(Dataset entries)
* * * * * * *

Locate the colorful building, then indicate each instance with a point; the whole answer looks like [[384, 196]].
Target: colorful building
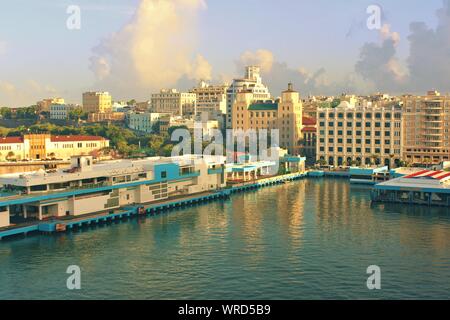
[[284, 114], [97, 102], [46, 146], [87, 188]]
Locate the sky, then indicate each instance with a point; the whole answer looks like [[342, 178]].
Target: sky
[[134, 48]]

* * * * * * *

• _Request_
Copy out every line of the records above word for word, leaving out the pictures.

• _Answer_
Locate the colorful building, then indicate each instance with a point; the whole answer looks like [[384, 196]].
Target: colorful building
[[284, 114], [97, 102], [46, 146], [87, 188]]
Locate the sky, then indicate each instance with a point; the whole answer looks like [[342, 178]].
Target: sky
[[134, 48]]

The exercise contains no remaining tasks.